Reading passage:
+ + + + +

Members should feel free to arrange their own meets regionally, just make sure you take and post PICTURES!!


----------



## Shimmer (Jan 4, 2008)

West.
Thread for a SoCal gtg.


----------



## Cosmopolitics (Jan 4, 2008)

I've noticed there's a lot of girls here from the central Florida area (Tampa/St. Pete/Orlando/Sarasota/etc.) including myself - central Florida meetup anyone?


----------



## glam8babe (Jan 4, 2008)

i would love to do it.. too bad im in the uk


----------



## Professor Fate (Jan 5, 2008)

IMO, there should be regional meets with or without mods/admins. Members should take it upon themselves to get together and have fun/meet each other in person.

I was thinking that maybe Admin/Owners could attend a meeting in a different region each year?

This year southwest and who knows where next year?


----------



## MAC_Whore (Jan 5, 2008)

Quote:

   Originally Posted by *Professor Fate* 

 
_IMO, there should be regional meets with or without mods/admins. Members should take it upon themselves to get together and have fun/meet each other in person.

I was thinking that maybe Admin/Owners could attend a meeting in a different region each year?

This year southwest and who knows where next year?_

 
Agreed!  Great ideas.


----------



## medinadances (Jan 7, 2008)

*Re: Take me to the Specktra-ites!*

that would be sweet; having it in No. Cal, that is


----------



## medinadances (Jan 7, 2008)

Quote:

   Originally Posted by *Janice* 

 
_Members should feel free to arrange their own meets regionally, just make sure you take and post PICTURES!! 
	

	
	
		
		

		
		
	


	


_

 
sorry, thought this was about meeting new people.  I guess I missed something along the way.  I'm very embarrassed, many apologies


----------



## xmrsvindieselx (Jan 7, 2008)

come to new york everyone 
	

	
	
		
		

		
		
	


	







even though i will be moving beginning on feb to florida


----------



## Jacq-i (Jan 9, 2008)

I want to go!! However, I don't have a car right now. 
	

	
	
		
		

		
		
	


	




I'll see if I can find a ride... *crosses fingers*


----------



## sitasati (Jan 9, 2008)

+ + + + +

Dataset rows:
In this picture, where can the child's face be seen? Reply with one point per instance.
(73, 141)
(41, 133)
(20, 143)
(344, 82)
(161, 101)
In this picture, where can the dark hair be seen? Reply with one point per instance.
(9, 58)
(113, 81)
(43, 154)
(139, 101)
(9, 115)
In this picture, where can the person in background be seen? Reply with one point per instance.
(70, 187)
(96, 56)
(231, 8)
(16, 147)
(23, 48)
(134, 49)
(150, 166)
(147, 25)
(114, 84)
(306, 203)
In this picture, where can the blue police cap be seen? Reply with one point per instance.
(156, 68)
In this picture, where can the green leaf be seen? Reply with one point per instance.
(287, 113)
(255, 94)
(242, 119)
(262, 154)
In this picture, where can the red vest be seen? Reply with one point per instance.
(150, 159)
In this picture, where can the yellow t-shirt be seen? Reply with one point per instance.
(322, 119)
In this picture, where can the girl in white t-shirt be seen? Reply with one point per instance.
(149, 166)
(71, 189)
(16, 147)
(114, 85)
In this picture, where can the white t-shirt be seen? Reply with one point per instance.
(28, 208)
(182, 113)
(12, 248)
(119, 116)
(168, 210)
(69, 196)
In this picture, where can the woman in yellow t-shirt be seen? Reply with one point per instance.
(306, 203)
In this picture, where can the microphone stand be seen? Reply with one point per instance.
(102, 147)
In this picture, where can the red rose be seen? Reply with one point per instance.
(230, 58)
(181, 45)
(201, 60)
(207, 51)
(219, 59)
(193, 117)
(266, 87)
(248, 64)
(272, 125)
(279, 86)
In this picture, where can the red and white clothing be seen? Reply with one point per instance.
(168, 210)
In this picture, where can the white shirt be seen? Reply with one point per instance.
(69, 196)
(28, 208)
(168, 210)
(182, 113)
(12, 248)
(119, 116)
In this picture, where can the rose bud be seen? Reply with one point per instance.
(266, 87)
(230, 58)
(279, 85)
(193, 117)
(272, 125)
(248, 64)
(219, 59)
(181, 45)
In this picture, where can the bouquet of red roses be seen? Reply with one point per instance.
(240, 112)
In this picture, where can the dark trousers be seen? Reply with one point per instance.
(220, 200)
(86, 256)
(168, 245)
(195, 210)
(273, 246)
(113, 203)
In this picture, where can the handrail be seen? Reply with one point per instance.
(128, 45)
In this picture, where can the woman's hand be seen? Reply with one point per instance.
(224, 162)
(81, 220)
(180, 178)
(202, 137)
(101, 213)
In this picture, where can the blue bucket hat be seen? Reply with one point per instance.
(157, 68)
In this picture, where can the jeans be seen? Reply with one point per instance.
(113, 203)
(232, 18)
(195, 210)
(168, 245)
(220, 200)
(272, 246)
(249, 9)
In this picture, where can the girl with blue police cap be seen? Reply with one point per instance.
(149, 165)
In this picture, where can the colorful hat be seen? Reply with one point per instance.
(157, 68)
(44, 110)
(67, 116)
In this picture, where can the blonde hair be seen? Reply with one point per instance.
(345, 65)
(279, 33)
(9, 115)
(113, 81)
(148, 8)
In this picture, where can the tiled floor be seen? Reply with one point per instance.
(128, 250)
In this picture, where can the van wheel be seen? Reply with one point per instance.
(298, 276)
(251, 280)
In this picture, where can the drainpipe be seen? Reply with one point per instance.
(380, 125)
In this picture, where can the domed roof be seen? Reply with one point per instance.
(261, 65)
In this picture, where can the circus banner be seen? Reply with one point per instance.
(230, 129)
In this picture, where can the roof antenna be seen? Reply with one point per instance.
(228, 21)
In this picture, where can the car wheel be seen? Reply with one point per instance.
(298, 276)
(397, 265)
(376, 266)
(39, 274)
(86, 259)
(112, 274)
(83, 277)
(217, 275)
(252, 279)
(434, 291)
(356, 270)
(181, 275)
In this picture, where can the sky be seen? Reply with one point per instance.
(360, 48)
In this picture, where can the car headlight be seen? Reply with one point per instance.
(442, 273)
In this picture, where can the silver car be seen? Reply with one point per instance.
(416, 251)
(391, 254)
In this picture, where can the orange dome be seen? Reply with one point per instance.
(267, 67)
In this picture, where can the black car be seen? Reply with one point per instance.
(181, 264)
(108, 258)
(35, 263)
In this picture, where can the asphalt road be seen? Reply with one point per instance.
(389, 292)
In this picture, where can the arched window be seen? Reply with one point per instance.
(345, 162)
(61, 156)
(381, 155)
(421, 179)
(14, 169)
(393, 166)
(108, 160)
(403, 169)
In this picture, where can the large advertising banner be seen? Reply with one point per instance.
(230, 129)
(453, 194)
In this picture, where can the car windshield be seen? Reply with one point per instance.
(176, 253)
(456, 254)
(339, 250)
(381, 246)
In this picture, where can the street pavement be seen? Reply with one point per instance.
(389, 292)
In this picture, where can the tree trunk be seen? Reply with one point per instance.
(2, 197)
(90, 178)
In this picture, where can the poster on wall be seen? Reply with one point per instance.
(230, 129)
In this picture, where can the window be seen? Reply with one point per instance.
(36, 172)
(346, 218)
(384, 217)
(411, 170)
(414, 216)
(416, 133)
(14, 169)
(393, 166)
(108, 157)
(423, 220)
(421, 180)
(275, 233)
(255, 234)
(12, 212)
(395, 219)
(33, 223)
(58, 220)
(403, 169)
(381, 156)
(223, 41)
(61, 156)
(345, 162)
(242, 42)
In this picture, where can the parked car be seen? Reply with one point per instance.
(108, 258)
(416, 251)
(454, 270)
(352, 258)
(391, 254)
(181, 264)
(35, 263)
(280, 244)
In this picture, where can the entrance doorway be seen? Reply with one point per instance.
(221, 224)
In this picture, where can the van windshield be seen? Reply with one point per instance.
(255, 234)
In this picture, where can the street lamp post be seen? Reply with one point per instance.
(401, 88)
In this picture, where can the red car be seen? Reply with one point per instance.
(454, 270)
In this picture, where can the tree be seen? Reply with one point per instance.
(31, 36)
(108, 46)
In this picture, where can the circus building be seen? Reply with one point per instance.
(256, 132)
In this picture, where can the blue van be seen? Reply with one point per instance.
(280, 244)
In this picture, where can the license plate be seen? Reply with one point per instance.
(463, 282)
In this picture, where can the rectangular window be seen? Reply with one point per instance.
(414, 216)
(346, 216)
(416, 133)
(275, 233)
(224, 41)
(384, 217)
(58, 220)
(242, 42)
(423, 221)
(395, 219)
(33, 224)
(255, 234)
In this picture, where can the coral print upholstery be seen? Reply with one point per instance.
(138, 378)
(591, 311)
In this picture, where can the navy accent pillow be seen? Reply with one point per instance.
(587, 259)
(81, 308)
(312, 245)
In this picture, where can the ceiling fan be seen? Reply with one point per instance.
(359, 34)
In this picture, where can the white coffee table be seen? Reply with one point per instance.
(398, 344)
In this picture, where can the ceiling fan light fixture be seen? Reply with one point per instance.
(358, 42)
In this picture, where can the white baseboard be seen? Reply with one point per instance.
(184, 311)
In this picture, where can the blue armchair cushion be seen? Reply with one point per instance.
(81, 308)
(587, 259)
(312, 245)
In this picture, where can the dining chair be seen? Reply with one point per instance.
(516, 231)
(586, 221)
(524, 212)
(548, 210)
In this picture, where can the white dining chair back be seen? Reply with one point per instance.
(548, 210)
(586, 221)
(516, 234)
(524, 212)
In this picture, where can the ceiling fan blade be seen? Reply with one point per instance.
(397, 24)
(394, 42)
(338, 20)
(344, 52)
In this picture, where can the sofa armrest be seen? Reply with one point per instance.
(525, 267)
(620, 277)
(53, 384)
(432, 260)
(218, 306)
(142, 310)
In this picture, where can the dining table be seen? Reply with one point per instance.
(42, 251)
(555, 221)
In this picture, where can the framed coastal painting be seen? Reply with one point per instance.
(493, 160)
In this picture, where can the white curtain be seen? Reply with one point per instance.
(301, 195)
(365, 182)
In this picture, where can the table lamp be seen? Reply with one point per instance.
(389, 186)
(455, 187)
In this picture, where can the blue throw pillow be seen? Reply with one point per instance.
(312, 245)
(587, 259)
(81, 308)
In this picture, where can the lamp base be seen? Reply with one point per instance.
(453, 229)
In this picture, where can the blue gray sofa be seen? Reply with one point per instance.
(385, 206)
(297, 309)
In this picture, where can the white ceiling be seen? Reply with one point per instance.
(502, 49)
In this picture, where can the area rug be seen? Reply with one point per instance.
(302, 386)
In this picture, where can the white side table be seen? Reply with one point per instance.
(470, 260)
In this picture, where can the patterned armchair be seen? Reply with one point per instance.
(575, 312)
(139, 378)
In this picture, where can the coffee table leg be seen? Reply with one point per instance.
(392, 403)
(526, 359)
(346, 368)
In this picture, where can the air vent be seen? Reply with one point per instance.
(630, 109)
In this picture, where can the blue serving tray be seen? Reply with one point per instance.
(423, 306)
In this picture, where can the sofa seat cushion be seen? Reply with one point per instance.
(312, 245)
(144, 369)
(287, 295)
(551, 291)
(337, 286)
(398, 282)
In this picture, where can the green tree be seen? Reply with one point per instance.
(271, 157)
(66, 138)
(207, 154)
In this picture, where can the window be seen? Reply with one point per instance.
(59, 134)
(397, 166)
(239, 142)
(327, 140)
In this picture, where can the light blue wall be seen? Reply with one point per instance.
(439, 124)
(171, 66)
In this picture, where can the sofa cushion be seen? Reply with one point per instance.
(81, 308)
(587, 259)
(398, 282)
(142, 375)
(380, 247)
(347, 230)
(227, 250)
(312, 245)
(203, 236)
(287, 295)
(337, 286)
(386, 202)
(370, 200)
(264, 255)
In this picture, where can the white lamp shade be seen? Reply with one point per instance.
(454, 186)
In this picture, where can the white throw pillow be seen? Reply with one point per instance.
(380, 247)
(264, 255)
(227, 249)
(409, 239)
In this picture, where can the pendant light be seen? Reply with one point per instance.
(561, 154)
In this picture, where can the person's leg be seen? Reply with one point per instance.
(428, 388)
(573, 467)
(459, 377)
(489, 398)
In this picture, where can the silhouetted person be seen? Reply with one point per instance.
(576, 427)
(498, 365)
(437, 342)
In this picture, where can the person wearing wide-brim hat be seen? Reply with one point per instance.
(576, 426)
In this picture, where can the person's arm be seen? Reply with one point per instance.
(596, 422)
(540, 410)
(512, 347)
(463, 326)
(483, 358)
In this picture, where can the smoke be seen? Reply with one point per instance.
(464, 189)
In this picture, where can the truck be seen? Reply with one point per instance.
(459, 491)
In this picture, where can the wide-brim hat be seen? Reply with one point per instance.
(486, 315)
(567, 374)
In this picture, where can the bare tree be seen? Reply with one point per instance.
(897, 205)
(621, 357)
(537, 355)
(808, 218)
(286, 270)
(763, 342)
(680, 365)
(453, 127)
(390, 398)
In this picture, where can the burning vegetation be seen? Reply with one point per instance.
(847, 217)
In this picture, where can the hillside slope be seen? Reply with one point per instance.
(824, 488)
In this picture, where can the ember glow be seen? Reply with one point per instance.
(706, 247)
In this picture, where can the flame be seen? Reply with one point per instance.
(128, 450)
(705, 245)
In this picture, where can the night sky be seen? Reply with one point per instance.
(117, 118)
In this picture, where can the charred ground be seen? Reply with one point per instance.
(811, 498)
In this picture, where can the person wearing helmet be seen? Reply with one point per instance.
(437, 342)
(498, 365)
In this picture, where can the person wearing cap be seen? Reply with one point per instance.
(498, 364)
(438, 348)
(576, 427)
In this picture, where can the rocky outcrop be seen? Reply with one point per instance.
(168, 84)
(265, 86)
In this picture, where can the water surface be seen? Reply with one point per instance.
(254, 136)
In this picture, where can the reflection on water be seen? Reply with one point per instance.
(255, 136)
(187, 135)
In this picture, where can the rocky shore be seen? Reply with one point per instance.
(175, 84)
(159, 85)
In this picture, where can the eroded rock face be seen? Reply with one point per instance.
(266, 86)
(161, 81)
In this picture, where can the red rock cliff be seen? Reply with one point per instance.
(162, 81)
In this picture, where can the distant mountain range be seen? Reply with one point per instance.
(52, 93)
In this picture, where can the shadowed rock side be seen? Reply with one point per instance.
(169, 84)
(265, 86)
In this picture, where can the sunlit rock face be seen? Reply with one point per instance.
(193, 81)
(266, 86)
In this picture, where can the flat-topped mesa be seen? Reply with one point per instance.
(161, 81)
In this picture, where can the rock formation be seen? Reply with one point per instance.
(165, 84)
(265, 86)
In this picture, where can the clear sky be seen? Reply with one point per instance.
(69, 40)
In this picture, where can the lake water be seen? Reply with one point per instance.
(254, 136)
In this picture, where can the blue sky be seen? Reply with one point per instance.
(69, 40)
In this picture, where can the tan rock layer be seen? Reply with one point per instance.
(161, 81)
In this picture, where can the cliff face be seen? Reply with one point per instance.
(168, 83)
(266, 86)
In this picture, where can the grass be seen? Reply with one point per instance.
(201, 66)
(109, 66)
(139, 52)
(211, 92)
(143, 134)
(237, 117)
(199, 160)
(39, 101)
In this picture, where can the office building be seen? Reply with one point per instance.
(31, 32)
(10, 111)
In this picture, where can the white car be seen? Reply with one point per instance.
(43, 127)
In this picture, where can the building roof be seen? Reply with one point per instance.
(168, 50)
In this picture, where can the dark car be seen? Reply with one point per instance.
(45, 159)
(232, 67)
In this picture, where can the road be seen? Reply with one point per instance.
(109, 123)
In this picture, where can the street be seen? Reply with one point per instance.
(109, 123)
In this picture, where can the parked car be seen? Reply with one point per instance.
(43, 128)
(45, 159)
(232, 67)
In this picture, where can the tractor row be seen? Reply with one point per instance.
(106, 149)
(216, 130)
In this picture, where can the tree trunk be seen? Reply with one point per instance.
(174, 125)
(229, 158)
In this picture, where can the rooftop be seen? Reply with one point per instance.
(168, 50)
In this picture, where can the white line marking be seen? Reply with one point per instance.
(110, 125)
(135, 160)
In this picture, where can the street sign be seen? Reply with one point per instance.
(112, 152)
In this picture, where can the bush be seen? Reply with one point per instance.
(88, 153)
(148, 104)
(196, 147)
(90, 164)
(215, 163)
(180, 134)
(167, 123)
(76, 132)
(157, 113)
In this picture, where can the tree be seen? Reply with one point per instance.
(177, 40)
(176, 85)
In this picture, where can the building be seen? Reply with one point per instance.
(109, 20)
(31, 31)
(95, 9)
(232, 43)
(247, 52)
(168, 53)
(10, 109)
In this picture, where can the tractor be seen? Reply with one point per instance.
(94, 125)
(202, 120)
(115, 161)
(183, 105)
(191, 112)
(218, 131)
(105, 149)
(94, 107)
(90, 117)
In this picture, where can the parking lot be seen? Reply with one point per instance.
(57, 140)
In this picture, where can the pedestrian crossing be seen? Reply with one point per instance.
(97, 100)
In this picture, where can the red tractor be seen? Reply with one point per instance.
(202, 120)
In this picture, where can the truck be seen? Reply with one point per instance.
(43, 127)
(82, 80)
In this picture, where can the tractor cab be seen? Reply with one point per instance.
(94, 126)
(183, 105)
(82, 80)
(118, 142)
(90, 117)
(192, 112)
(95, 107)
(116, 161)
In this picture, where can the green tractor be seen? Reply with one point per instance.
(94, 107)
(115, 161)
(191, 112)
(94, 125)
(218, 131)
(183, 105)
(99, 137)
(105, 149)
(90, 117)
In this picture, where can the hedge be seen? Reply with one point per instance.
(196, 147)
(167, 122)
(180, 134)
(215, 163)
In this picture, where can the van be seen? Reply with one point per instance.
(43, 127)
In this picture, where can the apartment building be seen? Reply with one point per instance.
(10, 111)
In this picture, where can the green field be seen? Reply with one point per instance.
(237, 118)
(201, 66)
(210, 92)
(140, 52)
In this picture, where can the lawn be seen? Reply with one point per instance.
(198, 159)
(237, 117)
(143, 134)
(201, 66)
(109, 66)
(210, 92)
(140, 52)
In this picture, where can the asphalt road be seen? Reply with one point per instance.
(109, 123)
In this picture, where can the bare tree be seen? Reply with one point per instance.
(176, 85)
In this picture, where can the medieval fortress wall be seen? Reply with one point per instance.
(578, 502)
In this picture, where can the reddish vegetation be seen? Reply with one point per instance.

+ + + + +

Task details: Copy the meetup thread from "sorry, thought this" to "xmrsvindieselx (Jan 7, 2008)", swapping "embarrassed" for "confused". The material comes from a separate source, unrelated to the meetup thread.

Response:
sorry, thought this was about meeting new people.  I guess I missed something along the way.  I'm very confused, many apologies


----------



## xmrsvindieselx (Jan 7, 2008)